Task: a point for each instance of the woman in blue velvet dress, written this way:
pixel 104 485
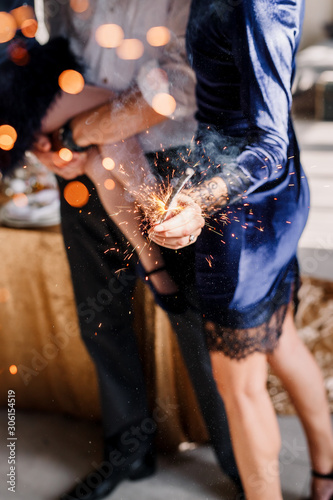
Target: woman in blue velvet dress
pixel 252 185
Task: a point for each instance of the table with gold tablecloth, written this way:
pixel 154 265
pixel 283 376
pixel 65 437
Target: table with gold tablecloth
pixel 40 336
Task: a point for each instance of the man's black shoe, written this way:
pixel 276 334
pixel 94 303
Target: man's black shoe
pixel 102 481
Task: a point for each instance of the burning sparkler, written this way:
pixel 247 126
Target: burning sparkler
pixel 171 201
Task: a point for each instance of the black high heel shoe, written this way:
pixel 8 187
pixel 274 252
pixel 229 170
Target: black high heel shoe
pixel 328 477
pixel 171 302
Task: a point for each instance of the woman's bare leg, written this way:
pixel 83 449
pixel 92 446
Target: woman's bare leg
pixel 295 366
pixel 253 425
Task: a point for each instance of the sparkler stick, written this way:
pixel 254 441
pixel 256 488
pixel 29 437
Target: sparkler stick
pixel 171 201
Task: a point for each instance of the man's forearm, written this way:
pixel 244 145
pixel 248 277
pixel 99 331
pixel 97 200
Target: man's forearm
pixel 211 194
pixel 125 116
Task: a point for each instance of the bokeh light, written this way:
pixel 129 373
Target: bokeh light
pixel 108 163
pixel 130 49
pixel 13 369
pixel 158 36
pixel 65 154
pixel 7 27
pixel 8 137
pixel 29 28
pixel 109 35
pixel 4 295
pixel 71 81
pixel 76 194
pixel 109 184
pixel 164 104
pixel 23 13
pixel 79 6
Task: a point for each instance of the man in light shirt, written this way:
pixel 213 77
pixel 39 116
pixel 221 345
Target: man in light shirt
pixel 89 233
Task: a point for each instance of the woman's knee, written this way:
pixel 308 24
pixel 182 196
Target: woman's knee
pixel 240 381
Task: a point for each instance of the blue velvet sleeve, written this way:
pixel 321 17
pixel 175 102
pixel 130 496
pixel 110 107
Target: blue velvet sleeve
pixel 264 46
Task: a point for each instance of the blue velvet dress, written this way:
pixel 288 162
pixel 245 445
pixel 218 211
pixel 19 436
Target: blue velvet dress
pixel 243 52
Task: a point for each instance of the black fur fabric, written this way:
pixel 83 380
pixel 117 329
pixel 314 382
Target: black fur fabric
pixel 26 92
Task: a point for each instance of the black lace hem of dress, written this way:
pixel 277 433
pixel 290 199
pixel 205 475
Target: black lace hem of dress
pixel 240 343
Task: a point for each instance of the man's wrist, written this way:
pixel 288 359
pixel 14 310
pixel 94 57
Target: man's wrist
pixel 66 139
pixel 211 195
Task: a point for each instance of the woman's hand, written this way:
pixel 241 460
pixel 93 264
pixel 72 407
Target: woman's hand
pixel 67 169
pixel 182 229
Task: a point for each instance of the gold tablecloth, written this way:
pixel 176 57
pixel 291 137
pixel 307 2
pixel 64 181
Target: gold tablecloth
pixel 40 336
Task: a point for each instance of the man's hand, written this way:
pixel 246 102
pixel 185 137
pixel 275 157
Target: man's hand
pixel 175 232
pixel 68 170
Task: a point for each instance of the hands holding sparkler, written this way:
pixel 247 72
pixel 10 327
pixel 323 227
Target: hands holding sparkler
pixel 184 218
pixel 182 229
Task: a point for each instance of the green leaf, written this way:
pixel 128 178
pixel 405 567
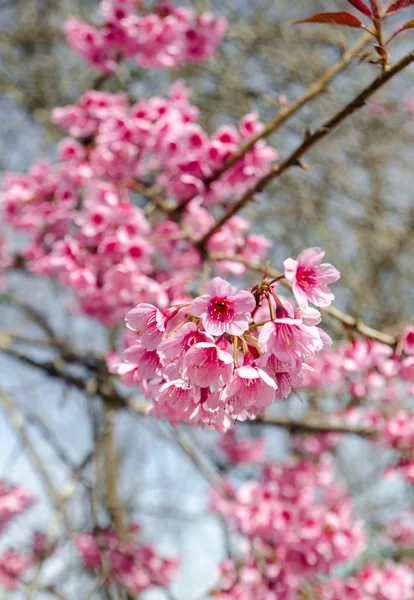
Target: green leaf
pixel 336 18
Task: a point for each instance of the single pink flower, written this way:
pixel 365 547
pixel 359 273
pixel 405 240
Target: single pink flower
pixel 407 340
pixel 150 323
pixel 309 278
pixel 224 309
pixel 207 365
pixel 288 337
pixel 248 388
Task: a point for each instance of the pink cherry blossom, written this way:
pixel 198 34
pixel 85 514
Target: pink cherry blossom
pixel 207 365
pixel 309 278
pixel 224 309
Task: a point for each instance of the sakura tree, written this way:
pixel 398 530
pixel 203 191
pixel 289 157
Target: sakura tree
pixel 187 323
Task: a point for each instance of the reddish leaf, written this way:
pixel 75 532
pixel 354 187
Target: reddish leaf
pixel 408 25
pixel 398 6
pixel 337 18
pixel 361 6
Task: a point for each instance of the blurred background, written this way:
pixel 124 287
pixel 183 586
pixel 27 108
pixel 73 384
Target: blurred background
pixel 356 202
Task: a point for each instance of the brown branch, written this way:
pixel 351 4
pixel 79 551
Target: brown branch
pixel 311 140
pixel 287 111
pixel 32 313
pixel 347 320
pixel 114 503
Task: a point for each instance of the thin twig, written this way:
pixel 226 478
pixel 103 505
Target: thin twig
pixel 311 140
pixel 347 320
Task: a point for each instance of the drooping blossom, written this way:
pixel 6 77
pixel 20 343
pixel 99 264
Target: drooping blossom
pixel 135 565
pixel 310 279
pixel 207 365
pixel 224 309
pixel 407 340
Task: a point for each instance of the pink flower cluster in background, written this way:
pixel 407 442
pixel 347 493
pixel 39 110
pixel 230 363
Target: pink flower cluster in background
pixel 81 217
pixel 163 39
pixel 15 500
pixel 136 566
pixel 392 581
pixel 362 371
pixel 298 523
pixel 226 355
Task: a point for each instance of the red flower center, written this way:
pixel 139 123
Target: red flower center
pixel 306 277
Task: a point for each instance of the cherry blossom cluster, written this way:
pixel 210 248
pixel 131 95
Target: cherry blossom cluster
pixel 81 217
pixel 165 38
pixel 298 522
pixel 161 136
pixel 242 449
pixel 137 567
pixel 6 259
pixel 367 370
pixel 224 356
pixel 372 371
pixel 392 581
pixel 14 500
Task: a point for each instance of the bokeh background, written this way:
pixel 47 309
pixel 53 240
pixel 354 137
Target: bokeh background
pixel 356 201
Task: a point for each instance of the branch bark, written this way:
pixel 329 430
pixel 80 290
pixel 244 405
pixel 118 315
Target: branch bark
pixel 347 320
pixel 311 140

• TASK GOAL: Copy every line of the listing above into your answer unchanged, leaving out the pictures.

• ANSWER BELOW:
Task: a point for each instance of the woman in blue velvet dress, written this way:
pixel 104 485
Target: woman in blue velvet dress
pixel 252 185
Task: a point for each instance of the table with gold tablecloth, written this way:
pixel 154 265
pixel 283 376
pixel 65 437
Target: table with gold tablecloth
pixel 40 336
Task: a point for each instance of the man's black shoe, written this way:
pixel 276 334
pixel 94 303
Target: man's black shoe
pixel 102 481
Task: a point for each instance of the burning sparkler, written this way:
pixel 247 126
Target: burning sparkler
pixel 171 201
Task: a point for each instance of the black high heel shoe, written this way:
pixel 8 187
pixel 274 252
pixel 229 170
Target: black high heel shoe
pixel 328 477
pixel 171 302
Task: a point for each instance of the woman's bare leg, written this way:
pixel 83 449
pixel 92 446
Target: woman's bare leg
pixel 295 366
pixel 253 425
Task: a point for each instance of the sparkler stick, written this way:
pixel 254 441
pixel 256 488
pixel 29 437
Target: sparkler stick
pixel 171 201
Task: a point for each instance of the man's forearm, written this way:
pixel 244 145
pixel 248 277
pixel 99 331
pixel 97 200
Target: man's forearm
pixel 211 194
pixel 125 116
Task: a point for each instance of the bokeh light, written this way:
pixel 129 373
Target: bokeh light
pixel 108 163
pixel 130 49
pixel 13 369
pixel 158 36
pixel 65 154
pixel 7 27
pixel 8 137
pixel 29 28
pixel 109 35
pixel 4 295
pixel 71 81
pixel 76 194
pixel 109 184
pixel 164 104
pixel 23 13
pixel 79 6
Task: a point for each instance of the man in light shirt, written this way:
pixel 213 77
pixel 39 116
pixel 221 345
Target: man in light shirt
pixel 89 233
Task: a point for each instance of the woman's knee, written this way:
pixel 308 24
pixel 182 196
Target: woman's knee
pixel 240 381
Task: a point for each instance of the blue velvet sleeve, written this way:
pixel 321 17
pixel 175 102
pixel 130 496
pixel 110 107
Target: blue velvet sleeve
pixel 264 46
Task: a point for each instance of the blue velvet dress, written this way:
pixel 288 162
pixel 245 445
pixel 218 211
pixel 19 436
Target: blue velvet dress
pixel 243 52
Task: a point for each instance of the black fur fabric, written this way:
pixel 83 380
pixel 117 329
pixel 314 382
Target: black fur fabric
pixel 26 92
Task: a point for each instance of the black lace hem of dress, written this way:
pixel 277 433
pixel 290 199
pixel 205 475
Target: black lace hem of dress
pixel 240 343
Task: a point for each instance of the man's wrist, written this way:
pixel 288 359
pixel 14 310
pixel 94 57
Target: man's wrist
pixel 66 139
pixel 211 195
Task: a point for each instance of the woman's hand, written this way:
pixel 241 460
pixel 93 264
pixel 72 407
Target: woman's hand
pixel 67 169
pixel 182 229
Task: a point for each instance of the gold tablecloth, written this way:
pixel 176 57
pixel 291 137
pixel 307 2
pixel 64 181
Target: gold tablecloth
pixel 40 336
Task: a point for each instance of the man's hand, written this way:
pixel 246 102
pixel 185 137
pixel 275 157
Target: man's hand
pixel 175 232
pixel 68 170
Task: a point for each instance of the hands holding sparkler, written this way:
pixel 247 72
pixel 10 327
pixel 323 227
Target: hands holding sparkler
pixel 184 218
pixel 182 229
Task: a point for each instance of the green leaf, written this way:
pixel 128 178
pixel 405 567
Target: green leaf
pixel 336 18
Task: a point for each instance of the single pink flower, written this way:
pixel 365 547
pixel 359 273
pixel 405 240
Target: single pink flower
pixel 407 340
pixel 150 323
pixel 309 278
pixel 224 309
pixel 207 365
pixel 288 337
pixel 248 388
Task: a point for each instance of the pink cherry blossom, written this way:
pixel 198 34
pixel 85 514
Target: pink cherry blossom
pixel 207 365
pixel 309 278
pixel 224 309
Task: a point for each instance of the sakura tree, written this way:
pixel 398 530
pixel 203 191
pixel 289 157
Target: sakura tree
pixel 187 323
Task: a point for each instance of the reddish leaf, written this way:
pixel 75 532
pixel 354 187
Target: reddish leaf
pixel 408 25
pixel 398 6
pixel 337 18
pixel 361 6
Task: a point for each instance of the blurred background, written this way:
pixel 124 287
pixel 183 586
pixel 27 108
pixel 73 384
Target: blurred background
pixel 356 202
Task: a point for each instance of the brown branch, written this way:
pixel 351 4
pixel 79 551
Target: brown branch
pixel 311 140
pixel 287 111
pixel 32 313
pixel 347 320
pixel 114 503
Task: a point for each instance of the thin twig, written this way:
pixel 226 478
pixel 103 505
Target: thin twig
pixel 311 140
pixel 347 320
Task: a point for each instance of the drooping blossom, written this way:
pixel 6 77
pixel 20 343
pixel 99 264
Target: drooping blossom
pixel 135 565
pixel 310 279
pixel 207 365
pixel 224 309
pixel 407 340
Task: a point for each instance of the pink flower cluster in background, written this way:
pixel 407 442
pixel 347 493
pixel 39 110
pixel 230 363
Target: pink flower cluster in background
pixel 81 217
pixel 163 39
pixel 15 500
pixel 136 566
pixel 392 581
pixel 362 371
pixel 298 523
pixel 226 355
Task: a point for each instance of the red flower center, written this way:
pixel 139 123
Target: red flower center
pixel 306 277
Task: a point for each instance of the cherry blossom cluster, written this way:
pixel 210 248
pixel 131 95
Target: cherry blossom cluster
pixel 81 217
pixel 165 38
pixel 298 522
pixel 161 136
pixel 242 449
pixel 137 567
pixel 6 259
pixel 367 370
pixel 224 356
pixel 372 371
pixel 392 581
pixel 14 500
Task: a point for each instance of the bokeh background, written this way:
pixel 47 309
pixel 53 240
pixel 354 137
Target: bokeh background
pixel 356 201
Task: a point for each instance of the branch bark, written this way:
pixel 329 430
pixel 80 290
pixel 244 405
pixel 118 315
Target: branch bark
pixel 347 320
pixel 311 140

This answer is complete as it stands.